===== Extract to read

It is tempting to formulate this optimization by minimizing the PDE residual, a strategy that has gained immense popularity through the development of physics-informed neural networks (PINNs) [8]. In this framework, one would typically define a loss functional such as

\[\mathcal{L}(u) = \int_\Omega H(x, \nabla u)^2 dx + \lambda \int_\Gamma (u(z) - g(z))^2 dz.\]

However, for HJ equations, this direct residual minimization approach is fundamentally ill-posed; as the 1D Eikonal equation in Figure 1 demonstrates, there are infinitely many Lipschitz-continuous functions that satisfy the equation almost everywhere. Thus, the loss function cannot distinguish the unique viscosity solution from these spurious candidates.

Without a mechanism to enforce the entropy-like selection criteria of Crandall and Lions, a neural network that minimizes \(\mathcal{L}(u)\) may easily converge to a “physically” incorrect, weak solution. To reliably recover the value function, one must find a way to embed the viscosity solution’s selection principles directly into the loss functional.

A Grid-based Method Without Grids

We advocate for an alternative path: rather than minimizing a continuous residual, we minimize a loss derived from a convergent finite difference approximation [7]. The numerical diffusion in a suitable finite-difference approximation regularizes the solution and enforces the selection of the viscosity solution. In a consistent and monotone finite difference method, the viscosity selection criteria are naturally satisfied by the discretization itself. In this framework, the neural network is trained to minimize a loss functional based on a numerical Hamiltonian \(\hat{H}\):

\[\mathcal{L}_h(u) = \int_{\Omega} |\hat{H}(x, \nabla_h u(x))|^2 \, dx + \lambda \int_{\Gamma} |u(z) - g(z)|^2 \, dz,\]

where \(\nabla_h\) denotes a discrete gradient operator that is evaluated using a stencil of size \(h.\) A particularly convenient choice is the Lax–Friedrichs discretization, where \(\hat{H}\) incorporates a controlled amount of numerical diffusion to stabilize the system. With the right amount of diffusion, one can ensure that gradient descent iterations applied to \(\mathcal{L}_{h}(u)\) converge to the unique global minimizer [7].

==========

* [Exercise instructions]:
Write out the text on neural solvers for Hamilton–Jacobi equations word for word, starting with "However, for HJ" and going on through "the loss functional.".

===== Extracted information

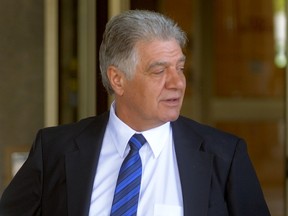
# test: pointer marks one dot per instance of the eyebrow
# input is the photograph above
(163, 63)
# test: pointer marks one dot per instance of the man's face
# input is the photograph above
(155, 93)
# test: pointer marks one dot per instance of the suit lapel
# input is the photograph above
(195, 169)
(81, 164)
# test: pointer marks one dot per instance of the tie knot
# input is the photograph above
(137, 141)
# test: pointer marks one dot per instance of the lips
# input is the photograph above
(172, 101)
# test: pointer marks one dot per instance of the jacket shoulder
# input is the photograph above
(220, 143)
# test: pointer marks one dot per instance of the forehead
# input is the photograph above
(158, 49)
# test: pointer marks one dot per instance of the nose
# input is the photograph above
(175, 79)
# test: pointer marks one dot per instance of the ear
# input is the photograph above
(116, 78)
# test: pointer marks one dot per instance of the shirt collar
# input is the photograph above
(121, 133)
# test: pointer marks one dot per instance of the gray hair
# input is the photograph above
(124, 31)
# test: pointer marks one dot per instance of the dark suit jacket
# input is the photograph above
(216, 174)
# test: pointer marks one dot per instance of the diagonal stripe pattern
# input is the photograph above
(127, 189)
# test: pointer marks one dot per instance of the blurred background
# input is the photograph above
(236, 73)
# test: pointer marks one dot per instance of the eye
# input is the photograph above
(180, 69)
(158, 70)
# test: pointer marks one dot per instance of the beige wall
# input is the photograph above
(21, 82)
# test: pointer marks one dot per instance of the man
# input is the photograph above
(183, 167)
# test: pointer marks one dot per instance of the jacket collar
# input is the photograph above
(195, 168)
(81, 164)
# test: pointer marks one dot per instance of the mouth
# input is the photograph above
(172, 101)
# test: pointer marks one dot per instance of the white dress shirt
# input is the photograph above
(160, 192)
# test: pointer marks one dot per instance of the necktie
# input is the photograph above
(127, 189)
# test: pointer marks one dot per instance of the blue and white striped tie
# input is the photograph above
(127, 189)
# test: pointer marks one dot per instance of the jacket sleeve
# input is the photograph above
(23, 194)
(244, 194)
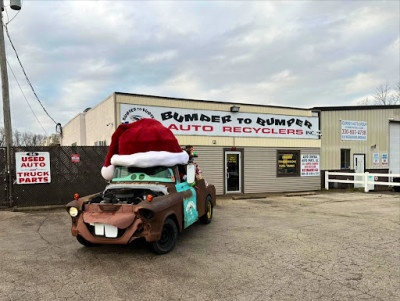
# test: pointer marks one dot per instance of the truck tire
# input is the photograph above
(207, 218)
(169, 235)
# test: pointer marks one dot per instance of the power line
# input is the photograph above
(23, 94)
(26, 76)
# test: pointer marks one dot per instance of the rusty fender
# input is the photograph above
(161, 208)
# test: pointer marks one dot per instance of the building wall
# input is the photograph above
(192, 104)
(377, 134)
(211, 163)
(100, 122)
(260, 167)
(74, 131)
(259, 170)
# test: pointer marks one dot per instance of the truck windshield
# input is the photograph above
(135, 174)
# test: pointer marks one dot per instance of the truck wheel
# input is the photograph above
(168, 238)
(84, 242)
(206, 218)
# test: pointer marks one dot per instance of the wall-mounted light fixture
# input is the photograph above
(235, 109)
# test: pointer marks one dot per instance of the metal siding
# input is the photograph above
(377, 128)
(243, 142)
(394, 153)
(260, 172)
(211, 163)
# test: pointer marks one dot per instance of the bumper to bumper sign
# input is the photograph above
(105, 230)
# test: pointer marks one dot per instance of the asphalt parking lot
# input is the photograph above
(330, 246)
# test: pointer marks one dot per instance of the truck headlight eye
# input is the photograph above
(73, 211)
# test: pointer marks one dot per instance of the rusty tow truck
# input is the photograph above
(154, 203)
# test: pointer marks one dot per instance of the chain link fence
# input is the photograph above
(67, 177)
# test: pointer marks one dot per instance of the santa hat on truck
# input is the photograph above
(144, 143)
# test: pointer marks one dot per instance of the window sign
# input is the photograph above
(309, 165)
(354, 130)
(220, 123)
(375, 159)
(385, 161)
(33, 167)
(288, 163)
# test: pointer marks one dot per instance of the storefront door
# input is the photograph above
(233, 174)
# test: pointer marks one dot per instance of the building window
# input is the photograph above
(344, 159)
(288, 163)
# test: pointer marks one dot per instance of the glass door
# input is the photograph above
(233, 172)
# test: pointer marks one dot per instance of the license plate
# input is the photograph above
(105, 230)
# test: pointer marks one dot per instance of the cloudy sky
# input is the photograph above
(299, 53)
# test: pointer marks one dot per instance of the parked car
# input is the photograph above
(155, 203)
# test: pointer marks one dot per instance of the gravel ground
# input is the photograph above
(329, 246)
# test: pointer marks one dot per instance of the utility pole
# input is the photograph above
(6, 105)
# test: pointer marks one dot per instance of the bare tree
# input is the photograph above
(23, 138)
(384, 95)
(381, 95)
(2, 138)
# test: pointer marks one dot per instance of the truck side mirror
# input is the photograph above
(191, 173)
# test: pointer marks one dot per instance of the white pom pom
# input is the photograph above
(108, 172)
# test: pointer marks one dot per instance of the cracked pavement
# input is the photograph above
(329, 246)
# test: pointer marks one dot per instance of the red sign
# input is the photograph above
(32, 167)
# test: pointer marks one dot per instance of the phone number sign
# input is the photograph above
(32, 167)
(354, 130)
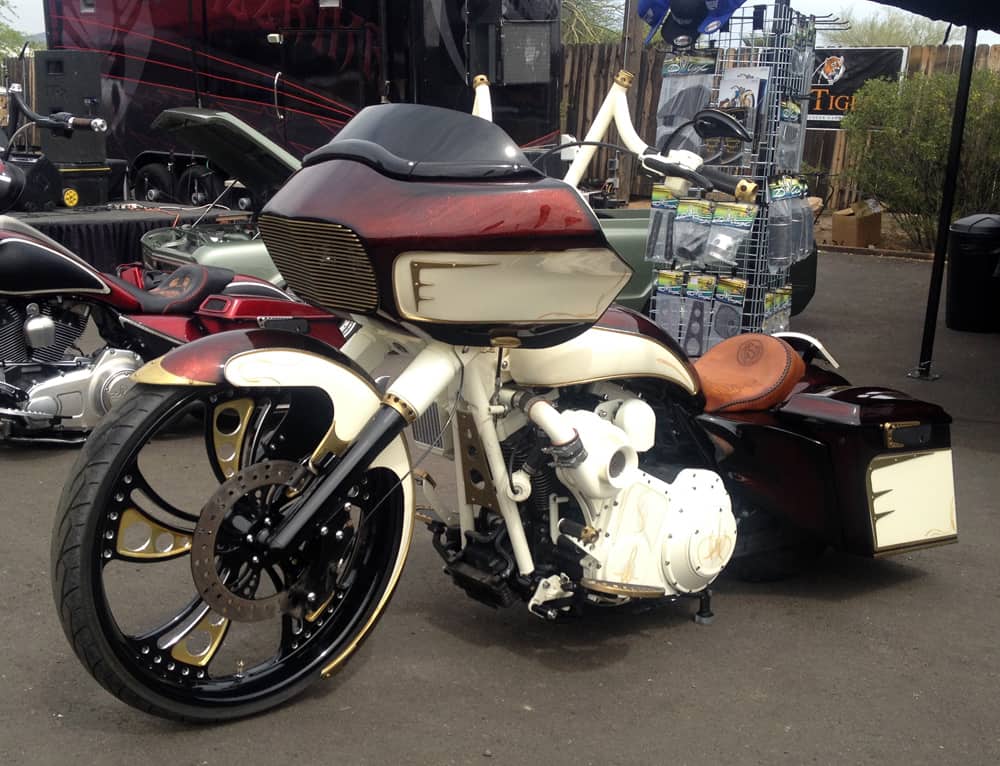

==========

* [Exercise response]:
However, for HJ equations, this direct residual minimization approach is fundamentally ill-posed; as the 1D Eikonal equation in Figure 1 demonstrates, there are infinitely many Lipschitz-continuous functions that satisfy the equation almost everywhere. Thus, the loss function cannot distinguish the unique viscosity solution from these spurious candidates.

Without a mechanism to enforce the entropy-like selection criteria of Crandall and Lions, a neural network that minimizes \(\mathcal{L}(u)\) may easily converge to a “physically” incorrect, weak solution. To reliably recover the value function, one must find a way to embed the viscosity solution’s selection principles directly into the loss functional.